Originally Posted by Kaitlynn
In September, Spain caused a furore in the fashion world when Madrid barred models below a certain weight from its Fashion Week. Models with a BMI (body mass index) of less than 18 were gave many others pause for thought when it emerged that Ana Carolina Reston's BMI was just 13.5 - the World Health Organisation consider a BMI of 15 as an indicator of starvation.

This is truly a shocking statistic, especially because, from her pictures, this model who died had a figure that was almost exactly identical to 99% of the models in the business. That means that MANY of the industry's models are also in this life-threatening category - life-threatening for themselves, and for the women who emulate them.

What is especially troubling is who the media puts on TV, whenever they treat the issue of banning underweight models. It's always either:

(a) two-bit authors out to shell style books. Very "informed" individuals. (Not.)

(b) fashion magazine editors. Gee, I wonder what THEY will say? That's like getting a tobacco company CEO to talk "objectively" about the dangers of smoking. And of course, they self-servingly try to deflect blame from themselves by saying, "This is a complex issue and emaciated models aren't the ONLY cause of anorexia." Yes, but they are ONE of the causes!!! That's reason enough to protect the public from their harmful influence.

That's like saying smoking isn't the ONLY cause of lung cancer. Yes, but it's ONE of the causes! That's bad enough to warrant regulation.

E.coli doesn't cause ALL bacteria-related deaths, but it causes some. That makes it a health hazard from which the public MUST be protected.

One medical study after another has conclusively linked images of underweight models to promoting eating disorders, and these people are allowed to appear on TV and pretend that these fact don't exist. Why doesn't some responsible reporter stick these reports and studies right in these editors' faces, and ask, "What do you have to say for yourself now?" Here is PROOF that the images you create, the models you use, ARE part of the problem."

The media has been going after other industries for years (60 Minutes does nothing but this sort of thing). Why does the fashion industry get a pass?

How many more people have to DIE before they are held accountable?

[Data listing]
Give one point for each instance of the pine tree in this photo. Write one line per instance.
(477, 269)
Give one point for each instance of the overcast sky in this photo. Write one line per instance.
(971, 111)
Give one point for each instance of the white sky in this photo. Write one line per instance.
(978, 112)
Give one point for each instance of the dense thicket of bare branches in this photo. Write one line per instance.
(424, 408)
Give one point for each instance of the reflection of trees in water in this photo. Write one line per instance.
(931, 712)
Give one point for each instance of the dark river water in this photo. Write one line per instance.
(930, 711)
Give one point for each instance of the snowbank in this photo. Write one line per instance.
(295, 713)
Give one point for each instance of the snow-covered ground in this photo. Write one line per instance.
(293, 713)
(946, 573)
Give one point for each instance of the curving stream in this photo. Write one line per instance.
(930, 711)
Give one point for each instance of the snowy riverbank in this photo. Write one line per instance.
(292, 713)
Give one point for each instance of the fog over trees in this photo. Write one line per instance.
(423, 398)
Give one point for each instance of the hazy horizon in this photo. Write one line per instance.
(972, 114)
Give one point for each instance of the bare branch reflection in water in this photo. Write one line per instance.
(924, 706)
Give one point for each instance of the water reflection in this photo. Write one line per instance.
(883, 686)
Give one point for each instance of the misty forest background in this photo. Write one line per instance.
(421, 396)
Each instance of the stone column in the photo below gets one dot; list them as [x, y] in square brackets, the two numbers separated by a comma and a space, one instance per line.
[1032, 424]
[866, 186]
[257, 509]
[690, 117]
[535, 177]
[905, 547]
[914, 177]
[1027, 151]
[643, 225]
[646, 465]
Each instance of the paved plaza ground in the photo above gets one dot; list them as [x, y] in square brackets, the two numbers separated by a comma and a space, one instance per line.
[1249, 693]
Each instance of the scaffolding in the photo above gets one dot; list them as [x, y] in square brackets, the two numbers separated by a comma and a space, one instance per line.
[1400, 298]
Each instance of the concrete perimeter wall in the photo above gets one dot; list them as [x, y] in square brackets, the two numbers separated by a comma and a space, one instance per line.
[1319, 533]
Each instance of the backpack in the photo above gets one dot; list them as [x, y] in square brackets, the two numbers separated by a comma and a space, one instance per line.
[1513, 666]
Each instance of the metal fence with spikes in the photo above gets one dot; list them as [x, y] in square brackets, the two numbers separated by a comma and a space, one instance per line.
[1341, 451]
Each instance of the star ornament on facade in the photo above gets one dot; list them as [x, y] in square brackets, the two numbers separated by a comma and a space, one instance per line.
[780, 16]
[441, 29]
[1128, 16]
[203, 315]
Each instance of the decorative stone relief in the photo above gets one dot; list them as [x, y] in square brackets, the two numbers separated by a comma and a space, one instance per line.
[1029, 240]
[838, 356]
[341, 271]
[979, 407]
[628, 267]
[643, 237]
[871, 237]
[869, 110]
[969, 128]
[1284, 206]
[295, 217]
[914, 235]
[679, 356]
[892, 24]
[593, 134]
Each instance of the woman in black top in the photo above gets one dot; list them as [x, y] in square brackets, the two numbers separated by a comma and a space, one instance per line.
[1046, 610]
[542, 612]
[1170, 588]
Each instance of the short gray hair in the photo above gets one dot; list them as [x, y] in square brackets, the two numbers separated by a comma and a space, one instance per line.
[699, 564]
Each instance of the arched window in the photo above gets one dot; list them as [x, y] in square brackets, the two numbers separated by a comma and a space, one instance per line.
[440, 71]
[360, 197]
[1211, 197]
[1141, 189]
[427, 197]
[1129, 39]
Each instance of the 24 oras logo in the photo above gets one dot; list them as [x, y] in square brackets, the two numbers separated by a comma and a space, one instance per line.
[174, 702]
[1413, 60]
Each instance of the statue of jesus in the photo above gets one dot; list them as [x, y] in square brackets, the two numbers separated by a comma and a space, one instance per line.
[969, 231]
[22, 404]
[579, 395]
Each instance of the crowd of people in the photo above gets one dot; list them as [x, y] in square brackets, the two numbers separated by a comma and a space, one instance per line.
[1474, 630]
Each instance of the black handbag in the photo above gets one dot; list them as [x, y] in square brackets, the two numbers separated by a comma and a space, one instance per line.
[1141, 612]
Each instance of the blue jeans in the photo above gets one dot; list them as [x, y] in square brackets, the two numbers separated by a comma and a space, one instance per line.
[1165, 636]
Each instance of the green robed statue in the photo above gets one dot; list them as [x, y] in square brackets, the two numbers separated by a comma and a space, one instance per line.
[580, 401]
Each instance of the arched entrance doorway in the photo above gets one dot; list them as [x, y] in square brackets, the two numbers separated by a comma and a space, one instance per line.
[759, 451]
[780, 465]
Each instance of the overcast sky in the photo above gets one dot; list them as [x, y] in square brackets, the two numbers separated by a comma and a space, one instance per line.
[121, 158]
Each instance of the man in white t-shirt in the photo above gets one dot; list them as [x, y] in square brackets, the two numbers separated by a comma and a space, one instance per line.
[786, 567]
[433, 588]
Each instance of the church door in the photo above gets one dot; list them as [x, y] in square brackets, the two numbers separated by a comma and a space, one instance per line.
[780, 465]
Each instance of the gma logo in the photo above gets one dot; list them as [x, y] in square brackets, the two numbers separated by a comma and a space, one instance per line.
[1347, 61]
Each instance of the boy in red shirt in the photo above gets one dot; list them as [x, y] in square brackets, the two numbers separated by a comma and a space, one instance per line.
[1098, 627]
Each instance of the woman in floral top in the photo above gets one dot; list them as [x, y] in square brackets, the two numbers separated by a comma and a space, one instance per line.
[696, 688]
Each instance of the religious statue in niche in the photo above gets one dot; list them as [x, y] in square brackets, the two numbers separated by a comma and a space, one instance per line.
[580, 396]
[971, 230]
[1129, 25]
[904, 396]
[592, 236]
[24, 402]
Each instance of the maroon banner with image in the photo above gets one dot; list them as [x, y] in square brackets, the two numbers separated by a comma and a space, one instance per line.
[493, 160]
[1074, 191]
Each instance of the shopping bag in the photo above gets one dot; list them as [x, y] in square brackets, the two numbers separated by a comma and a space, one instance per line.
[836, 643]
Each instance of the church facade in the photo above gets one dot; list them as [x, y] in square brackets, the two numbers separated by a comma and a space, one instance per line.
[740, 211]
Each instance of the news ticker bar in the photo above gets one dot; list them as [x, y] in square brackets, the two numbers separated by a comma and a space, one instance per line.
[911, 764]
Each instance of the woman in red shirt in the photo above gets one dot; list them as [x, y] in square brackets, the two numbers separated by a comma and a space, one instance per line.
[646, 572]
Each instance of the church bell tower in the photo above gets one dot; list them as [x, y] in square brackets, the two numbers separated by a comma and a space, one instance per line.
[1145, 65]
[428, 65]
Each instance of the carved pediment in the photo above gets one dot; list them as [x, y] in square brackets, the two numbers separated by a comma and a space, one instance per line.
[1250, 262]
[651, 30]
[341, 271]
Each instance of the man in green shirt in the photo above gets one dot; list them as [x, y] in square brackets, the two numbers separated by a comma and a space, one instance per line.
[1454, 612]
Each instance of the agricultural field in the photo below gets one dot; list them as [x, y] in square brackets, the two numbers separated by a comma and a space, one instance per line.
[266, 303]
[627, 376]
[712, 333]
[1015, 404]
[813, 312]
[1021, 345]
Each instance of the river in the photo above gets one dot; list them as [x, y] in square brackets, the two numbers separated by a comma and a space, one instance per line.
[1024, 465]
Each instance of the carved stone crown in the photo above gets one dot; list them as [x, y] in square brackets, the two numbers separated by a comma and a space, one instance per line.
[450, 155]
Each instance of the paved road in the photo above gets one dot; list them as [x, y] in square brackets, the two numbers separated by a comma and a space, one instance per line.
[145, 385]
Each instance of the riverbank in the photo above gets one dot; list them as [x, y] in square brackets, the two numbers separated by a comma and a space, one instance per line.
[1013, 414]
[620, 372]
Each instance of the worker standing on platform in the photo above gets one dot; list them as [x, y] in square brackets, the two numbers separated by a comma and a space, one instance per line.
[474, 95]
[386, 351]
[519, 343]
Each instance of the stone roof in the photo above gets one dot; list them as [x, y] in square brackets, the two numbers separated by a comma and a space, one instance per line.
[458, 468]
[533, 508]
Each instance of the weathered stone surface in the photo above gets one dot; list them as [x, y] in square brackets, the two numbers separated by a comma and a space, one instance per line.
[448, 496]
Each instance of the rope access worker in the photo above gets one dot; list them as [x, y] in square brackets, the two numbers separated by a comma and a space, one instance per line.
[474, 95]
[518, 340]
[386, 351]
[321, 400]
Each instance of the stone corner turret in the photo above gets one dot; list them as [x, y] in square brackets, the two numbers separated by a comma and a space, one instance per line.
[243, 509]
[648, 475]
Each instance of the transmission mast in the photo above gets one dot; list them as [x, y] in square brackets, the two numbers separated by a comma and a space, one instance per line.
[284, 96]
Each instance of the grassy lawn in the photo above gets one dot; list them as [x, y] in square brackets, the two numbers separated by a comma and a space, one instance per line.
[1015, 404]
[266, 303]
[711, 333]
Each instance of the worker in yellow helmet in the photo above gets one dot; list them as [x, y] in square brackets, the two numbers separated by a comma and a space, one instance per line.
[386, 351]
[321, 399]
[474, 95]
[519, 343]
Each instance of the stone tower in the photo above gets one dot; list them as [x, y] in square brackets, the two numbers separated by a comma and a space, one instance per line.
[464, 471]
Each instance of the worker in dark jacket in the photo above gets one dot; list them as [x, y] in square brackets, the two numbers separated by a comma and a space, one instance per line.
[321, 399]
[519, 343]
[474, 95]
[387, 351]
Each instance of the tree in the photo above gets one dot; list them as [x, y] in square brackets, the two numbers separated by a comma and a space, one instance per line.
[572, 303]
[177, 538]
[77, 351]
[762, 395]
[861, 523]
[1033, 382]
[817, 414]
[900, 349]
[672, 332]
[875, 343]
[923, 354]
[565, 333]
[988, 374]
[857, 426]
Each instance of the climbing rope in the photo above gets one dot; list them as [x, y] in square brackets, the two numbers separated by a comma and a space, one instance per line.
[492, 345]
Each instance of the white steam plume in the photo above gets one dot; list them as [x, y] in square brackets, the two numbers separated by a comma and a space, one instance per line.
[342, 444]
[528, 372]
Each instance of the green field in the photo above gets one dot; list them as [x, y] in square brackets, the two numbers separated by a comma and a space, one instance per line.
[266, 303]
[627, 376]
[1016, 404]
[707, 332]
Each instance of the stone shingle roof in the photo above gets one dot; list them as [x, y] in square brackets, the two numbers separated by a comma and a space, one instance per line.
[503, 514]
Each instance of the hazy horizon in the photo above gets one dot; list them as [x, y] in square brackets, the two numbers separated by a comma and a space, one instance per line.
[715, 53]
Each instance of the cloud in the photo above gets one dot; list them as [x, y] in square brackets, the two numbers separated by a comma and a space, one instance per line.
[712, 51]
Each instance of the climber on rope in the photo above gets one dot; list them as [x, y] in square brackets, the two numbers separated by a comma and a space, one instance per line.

[Assigned task A] In the post about underweight models, what BMI does the World Health Organisation consider an indicator of starvation?
[Assigned task B] Please write out the post about underweight models word for word, beginning at the words "The media has" and stopping after "are held accountable?".
The records have nothing to do with the post about underweight models.

[Solution A] A BMI of 15.

[Solution B]
The media has been going after other industries for years (60 Minutes does nothing but this sort of thing). Why does the fashion industry get a pass?

How many more people have to DIE before they are held accountable?